**Instruction**
Reproduce word for word only the lines below starting at the line that contains "of the tall" and ending at the line that contains "<point>183,156</point>". Include both of those lines.

(begin)

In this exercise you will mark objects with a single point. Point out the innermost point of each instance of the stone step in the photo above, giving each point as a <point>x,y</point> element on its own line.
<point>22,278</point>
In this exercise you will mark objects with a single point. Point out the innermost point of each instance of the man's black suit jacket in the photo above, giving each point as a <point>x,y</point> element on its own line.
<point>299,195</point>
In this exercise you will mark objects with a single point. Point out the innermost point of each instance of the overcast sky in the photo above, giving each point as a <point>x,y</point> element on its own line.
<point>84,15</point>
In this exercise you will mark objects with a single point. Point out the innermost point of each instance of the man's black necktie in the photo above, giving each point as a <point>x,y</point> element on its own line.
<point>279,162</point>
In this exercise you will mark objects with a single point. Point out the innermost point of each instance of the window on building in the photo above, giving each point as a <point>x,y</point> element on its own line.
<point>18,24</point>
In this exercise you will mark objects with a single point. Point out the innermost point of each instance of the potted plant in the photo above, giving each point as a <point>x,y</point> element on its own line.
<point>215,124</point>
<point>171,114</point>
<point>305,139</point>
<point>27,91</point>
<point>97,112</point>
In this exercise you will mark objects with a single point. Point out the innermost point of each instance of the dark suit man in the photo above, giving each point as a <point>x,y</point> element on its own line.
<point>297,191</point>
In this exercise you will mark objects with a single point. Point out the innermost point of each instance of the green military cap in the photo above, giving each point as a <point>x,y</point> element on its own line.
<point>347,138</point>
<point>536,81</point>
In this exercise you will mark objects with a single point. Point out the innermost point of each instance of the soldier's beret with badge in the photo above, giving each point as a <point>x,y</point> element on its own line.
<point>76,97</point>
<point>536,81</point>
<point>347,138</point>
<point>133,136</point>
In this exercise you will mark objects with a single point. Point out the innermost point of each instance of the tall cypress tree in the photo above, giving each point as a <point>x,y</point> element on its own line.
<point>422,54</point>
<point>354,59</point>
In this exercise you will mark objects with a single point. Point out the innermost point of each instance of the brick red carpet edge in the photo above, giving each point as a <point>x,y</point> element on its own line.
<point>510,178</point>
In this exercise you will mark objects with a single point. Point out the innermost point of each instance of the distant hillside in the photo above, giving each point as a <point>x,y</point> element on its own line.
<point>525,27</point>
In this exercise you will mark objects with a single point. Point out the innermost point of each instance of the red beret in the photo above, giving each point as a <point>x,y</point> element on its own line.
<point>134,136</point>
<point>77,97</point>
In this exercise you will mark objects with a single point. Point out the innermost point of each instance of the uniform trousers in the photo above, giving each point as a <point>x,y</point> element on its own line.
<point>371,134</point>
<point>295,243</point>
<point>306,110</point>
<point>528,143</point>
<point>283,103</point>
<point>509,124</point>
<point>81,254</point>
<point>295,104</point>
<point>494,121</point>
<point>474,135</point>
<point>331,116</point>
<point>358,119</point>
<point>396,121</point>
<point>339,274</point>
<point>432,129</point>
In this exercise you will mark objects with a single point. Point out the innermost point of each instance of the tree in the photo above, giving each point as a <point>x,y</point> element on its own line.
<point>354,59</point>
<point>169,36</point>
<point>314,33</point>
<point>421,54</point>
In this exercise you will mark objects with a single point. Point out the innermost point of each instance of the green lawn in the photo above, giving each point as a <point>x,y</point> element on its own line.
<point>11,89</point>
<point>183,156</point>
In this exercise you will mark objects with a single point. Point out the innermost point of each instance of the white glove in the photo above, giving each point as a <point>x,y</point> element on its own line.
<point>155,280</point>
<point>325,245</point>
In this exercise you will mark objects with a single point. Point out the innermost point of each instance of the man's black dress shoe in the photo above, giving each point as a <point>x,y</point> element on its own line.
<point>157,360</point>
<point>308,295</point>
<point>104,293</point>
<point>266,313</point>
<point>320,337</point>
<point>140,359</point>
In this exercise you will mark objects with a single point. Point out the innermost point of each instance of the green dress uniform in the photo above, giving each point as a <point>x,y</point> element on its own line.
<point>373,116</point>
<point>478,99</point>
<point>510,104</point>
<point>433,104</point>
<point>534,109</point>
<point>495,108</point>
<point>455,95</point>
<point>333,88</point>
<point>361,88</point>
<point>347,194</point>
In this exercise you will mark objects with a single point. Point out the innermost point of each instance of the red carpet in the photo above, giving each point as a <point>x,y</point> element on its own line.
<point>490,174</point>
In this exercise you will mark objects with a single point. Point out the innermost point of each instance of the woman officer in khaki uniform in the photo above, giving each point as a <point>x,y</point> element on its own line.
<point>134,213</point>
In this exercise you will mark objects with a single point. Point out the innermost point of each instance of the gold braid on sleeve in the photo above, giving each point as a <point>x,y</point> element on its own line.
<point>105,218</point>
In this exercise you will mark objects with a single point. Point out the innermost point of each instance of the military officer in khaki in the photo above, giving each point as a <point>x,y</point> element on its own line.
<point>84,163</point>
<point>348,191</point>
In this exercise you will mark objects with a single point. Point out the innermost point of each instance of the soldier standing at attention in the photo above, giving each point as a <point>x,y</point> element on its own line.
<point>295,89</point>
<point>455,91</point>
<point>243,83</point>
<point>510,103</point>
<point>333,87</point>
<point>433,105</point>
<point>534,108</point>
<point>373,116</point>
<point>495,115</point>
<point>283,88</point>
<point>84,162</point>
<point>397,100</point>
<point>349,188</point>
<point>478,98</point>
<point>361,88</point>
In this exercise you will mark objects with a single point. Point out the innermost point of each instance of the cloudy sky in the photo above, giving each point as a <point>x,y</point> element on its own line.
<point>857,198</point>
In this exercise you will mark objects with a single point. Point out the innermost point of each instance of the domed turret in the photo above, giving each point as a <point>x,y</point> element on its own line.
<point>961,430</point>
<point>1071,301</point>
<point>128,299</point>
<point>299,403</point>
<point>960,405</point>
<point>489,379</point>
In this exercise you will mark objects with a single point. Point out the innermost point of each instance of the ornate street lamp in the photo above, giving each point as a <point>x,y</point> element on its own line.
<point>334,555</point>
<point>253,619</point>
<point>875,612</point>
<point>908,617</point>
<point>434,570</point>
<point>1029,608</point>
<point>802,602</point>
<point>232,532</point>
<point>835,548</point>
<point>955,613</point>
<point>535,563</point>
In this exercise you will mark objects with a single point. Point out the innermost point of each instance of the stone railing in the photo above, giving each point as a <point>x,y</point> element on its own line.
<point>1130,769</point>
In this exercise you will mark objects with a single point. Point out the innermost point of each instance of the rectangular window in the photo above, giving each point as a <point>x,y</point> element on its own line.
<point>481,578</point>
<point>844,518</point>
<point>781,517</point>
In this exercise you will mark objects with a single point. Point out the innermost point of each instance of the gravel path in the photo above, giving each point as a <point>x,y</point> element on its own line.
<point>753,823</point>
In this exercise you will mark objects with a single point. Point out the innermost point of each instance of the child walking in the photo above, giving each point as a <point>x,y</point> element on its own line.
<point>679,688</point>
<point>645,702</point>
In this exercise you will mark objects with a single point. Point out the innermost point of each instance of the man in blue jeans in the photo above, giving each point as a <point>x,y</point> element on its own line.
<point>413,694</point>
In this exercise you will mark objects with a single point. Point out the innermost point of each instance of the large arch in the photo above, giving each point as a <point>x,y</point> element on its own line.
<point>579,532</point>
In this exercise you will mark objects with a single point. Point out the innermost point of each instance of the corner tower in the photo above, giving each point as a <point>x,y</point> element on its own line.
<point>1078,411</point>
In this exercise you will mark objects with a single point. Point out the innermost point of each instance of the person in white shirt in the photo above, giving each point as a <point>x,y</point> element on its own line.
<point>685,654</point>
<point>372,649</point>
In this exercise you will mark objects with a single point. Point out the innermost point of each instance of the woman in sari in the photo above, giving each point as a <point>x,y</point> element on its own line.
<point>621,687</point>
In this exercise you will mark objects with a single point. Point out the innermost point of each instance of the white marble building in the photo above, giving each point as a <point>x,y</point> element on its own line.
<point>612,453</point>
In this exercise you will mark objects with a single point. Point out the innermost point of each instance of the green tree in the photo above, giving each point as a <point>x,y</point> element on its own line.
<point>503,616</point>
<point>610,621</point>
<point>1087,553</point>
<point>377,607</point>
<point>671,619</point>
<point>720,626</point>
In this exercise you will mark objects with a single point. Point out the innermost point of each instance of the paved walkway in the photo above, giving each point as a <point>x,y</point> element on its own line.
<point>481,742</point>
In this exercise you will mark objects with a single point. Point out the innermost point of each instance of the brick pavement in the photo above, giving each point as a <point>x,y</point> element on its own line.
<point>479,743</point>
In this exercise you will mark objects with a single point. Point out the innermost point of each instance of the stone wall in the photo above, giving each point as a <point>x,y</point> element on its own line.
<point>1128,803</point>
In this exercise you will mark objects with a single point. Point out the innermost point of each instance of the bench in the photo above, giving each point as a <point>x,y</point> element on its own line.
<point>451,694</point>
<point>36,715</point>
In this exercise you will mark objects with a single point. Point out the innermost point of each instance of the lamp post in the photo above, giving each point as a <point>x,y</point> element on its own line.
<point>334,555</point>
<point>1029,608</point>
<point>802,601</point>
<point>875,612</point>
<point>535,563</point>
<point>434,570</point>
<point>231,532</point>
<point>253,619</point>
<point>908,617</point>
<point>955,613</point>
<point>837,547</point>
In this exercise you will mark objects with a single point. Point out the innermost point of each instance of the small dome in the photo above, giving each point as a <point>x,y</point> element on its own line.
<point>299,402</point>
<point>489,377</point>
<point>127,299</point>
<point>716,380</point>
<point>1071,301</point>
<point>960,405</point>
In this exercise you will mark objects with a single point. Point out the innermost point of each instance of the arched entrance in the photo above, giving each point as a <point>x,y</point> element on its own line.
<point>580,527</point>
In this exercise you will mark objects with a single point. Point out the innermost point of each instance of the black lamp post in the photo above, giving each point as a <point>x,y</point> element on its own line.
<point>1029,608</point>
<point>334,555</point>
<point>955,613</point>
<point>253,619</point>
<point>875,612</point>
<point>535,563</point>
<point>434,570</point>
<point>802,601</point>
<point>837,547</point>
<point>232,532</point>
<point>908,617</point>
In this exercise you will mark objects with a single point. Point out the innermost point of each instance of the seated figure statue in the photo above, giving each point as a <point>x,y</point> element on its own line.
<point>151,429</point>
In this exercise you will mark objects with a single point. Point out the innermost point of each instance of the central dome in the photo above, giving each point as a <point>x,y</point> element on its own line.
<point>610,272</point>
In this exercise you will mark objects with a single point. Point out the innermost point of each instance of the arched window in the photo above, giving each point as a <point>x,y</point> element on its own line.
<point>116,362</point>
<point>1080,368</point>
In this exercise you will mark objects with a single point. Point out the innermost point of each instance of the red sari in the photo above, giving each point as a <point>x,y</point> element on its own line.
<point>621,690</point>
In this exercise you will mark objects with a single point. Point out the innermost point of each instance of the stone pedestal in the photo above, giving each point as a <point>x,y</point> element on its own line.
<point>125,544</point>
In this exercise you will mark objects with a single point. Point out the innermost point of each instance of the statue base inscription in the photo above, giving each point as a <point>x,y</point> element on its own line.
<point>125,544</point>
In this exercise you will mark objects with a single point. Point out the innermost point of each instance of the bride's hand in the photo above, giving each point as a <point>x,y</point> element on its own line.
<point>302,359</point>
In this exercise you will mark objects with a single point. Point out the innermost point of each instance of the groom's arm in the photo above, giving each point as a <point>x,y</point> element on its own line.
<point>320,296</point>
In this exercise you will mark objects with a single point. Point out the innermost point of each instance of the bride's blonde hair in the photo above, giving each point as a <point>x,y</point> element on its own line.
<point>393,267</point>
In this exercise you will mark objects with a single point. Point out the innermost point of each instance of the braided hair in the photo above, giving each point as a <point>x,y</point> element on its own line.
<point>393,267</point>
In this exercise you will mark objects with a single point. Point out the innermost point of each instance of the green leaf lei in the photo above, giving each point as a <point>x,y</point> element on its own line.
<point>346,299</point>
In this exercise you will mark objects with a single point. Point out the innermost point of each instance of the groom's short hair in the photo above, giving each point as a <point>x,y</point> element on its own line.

(end)

**Correct response**
In this exercise you will mark objects with a single point. Point out the innermost point of each instance of the tall cypress tree in the photo above, giving each point as a <point>x,y</point> element on its own line.
<point>422,54</point>
<point>354,59</point>
In this exercise you will mark objects with a single point. Point out the innermost point of each instance of the brick red carpet edge in the photo above, giving each point as a <point>x,y</point> element on its own line.
<point>510,178</point>
In this exercise you will mark objects with a single point. Point out the innermost point of each instance of the distant hillside in the photo above, giving each point as a <point>x,y</point> element on its own line.
<point>525,27</point>
In this exercise you will mark objects with a single point. Point out the innermost point of each instance of the red beret in the photo above, giving each point as a <point>x,y</point> element on its own line.
<point>134,136</point>
<point>77,97</point>
In this exercise you will mark objects with a single point. Point out the innermost point of each instance of the uniform trousers in the photo above, giving each point as a <point>x,y</point> element on its own line.
<point>371,134</point>
<point>295,243</point>
<point>306,110</point>
<point>528,143</point>
<point>283,103</point>
<point>509,124</point>
<point>81,254</point>
<point>295,104</point>
<point>494,121</point>
<point>474,135</point>
<point>331,116</point>
<point>358,119</point>
<point>396,121</point>
<point>339,274</point>
<point>432,129</point>
In this exercise you will mark objects with a single point. Point out the innermost point of each instance of the tree in the photo above, giving each point as a <point>x,y</point> element on its own line.
<point>354,59</point>
<point>169,36</point>
<point>314,33</point>
<point>421,54</point>
In this exercise you will mark objects with a single point. Point out the innermost point of each instance of the green lawn in the photo above, giving each point as a <point>x,y</point> element on its own line.
<point>11,89</point>
<point>183,156</point>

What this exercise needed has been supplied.